▶ **Stated goal**: Reproduce each of the lines below word for word, with no changes.

▶ **Point annotation records**:

↓

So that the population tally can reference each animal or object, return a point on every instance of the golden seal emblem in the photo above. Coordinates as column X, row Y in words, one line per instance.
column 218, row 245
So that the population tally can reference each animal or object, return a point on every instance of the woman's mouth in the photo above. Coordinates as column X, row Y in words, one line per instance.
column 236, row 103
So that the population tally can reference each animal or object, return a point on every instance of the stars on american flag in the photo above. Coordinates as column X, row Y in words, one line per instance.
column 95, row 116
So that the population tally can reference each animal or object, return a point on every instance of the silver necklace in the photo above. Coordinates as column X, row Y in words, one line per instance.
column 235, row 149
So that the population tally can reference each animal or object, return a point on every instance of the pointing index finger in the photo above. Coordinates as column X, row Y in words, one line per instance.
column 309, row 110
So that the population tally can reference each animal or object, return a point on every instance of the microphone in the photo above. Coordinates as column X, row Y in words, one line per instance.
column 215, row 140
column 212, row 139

↑

▶ **Written response**:
So that the population tally can reference each animal or object, return a point on every instance of the golden seal emblem in the photo above. Coordinates as column X, row Y in words, one line per instance.
column 218, row 245
So that the population tally can reference each animal or object, return a point on every instance of the woman's mouth in the photo above. Coordinates as column X, row Y in words, one line per instance.
column 236, row 103
So that the population tally can reference each animal or object, return a point on every instance of the stars on american flag in the photo above. Coordinates as column X, row Y in words, one line per instance.
column 95, row 116
So that the population tally can reference each animal or object, return a point on every instance of the silver necklace in the photo above. Coordinates as column X, row Y in words, one line per instance.
column 235, row 149
So that the population tally can reference each animal or object, return a point on every instance of the pointing index finger in the photo above. Coordinates as column X, row Y in words, one line per instance.
column 309, row 110
So that the population tally can reference each animal or object, return a point on every instance of the microphone in the photo above. Coordinates as column X, row Y in words, one line per instance.
column 215, row 140
column 212, row 139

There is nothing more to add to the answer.